[SHORT TASK] How many lines in the records below contain the string "plastic"? Case counts. Give only the number.

[DATA ROWS]
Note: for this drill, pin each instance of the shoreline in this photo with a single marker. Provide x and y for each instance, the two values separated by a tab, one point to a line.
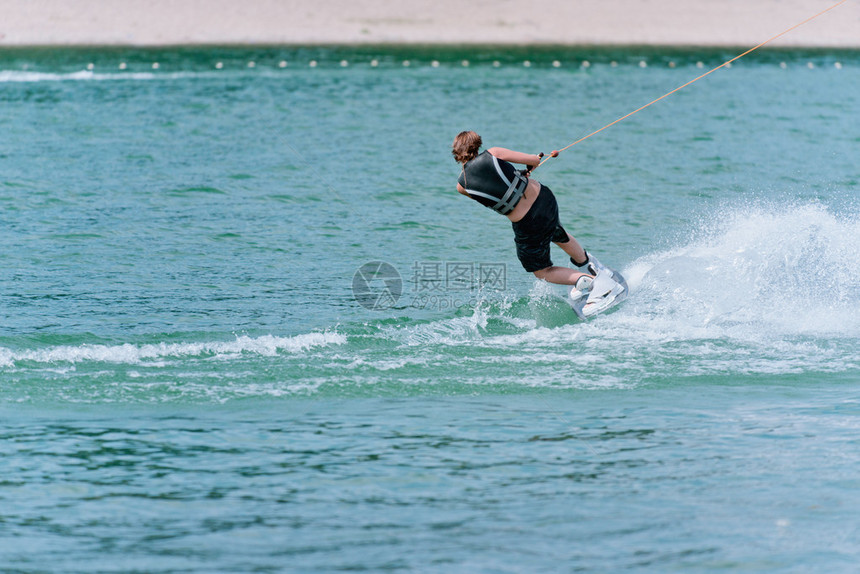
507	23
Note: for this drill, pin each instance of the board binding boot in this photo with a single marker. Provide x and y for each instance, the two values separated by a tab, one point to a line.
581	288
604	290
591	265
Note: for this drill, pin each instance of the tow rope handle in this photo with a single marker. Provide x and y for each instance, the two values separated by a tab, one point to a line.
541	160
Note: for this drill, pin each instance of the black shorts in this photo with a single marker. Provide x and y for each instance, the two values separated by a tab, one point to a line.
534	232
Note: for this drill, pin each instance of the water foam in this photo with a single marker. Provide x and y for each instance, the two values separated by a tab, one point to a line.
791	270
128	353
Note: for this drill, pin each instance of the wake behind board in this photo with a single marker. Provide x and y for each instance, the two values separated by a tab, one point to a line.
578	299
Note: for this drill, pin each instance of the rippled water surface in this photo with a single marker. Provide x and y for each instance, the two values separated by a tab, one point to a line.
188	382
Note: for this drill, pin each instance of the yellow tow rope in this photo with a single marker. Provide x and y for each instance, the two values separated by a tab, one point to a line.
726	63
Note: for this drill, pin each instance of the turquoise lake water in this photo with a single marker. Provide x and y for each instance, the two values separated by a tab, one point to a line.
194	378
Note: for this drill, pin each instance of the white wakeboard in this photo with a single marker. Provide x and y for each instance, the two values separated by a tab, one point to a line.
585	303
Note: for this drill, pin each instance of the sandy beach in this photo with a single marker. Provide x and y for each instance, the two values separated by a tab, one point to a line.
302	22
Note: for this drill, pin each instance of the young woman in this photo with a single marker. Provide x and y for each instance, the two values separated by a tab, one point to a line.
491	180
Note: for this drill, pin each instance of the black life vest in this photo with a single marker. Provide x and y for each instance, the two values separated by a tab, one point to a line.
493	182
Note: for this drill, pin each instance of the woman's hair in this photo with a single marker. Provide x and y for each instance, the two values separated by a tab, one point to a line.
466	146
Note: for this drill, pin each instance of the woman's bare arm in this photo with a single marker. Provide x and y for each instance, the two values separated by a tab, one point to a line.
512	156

* * *

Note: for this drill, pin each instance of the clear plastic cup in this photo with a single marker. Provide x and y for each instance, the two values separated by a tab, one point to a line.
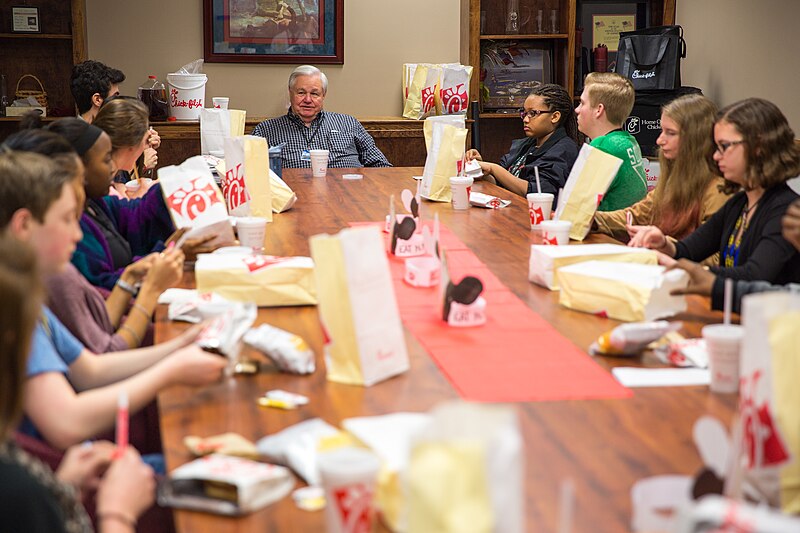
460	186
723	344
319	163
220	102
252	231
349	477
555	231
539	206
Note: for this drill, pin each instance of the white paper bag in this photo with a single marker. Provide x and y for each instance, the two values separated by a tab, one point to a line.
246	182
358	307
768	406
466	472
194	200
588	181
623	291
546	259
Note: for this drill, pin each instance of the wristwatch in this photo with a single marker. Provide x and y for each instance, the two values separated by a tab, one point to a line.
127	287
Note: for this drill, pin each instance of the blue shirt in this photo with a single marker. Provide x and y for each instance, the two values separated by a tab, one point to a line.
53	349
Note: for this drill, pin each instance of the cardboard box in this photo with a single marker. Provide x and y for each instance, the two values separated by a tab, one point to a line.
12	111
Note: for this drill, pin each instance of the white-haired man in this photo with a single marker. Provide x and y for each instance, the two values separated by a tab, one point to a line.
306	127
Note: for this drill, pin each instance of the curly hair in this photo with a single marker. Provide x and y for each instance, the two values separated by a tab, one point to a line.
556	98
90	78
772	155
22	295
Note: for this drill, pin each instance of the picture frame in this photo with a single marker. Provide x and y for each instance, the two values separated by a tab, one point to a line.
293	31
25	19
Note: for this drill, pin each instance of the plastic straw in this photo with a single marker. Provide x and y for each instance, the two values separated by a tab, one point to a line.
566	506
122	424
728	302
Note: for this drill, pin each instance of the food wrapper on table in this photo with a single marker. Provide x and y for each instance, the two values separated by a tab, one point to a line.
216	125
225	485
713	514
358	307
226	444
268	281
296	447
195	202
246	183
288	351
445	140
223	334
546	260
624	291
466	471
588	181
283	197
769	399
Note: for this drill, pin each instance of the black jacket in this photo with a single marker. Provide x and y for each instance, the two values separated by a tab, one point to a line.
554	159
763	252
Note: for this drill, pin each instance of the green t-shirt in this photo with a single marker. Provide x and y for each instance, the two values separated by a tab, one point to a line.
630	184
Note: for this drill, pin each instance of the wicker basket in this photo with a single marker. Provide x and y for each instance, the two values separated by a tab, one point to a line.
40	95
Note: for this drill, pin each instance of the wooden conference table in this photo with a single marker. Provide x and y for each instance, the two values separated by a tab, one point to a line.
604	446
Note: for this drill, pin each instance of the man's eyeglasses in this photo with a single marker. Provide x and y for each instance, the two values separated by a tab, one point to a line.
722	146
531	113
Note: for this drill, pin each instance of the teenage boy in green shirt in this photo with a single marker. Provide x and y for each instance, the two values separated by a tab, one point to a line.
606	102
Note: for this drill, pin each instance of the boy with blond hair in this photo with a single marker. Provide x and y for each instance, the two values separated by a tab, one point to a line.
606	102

[RESPONSE] 2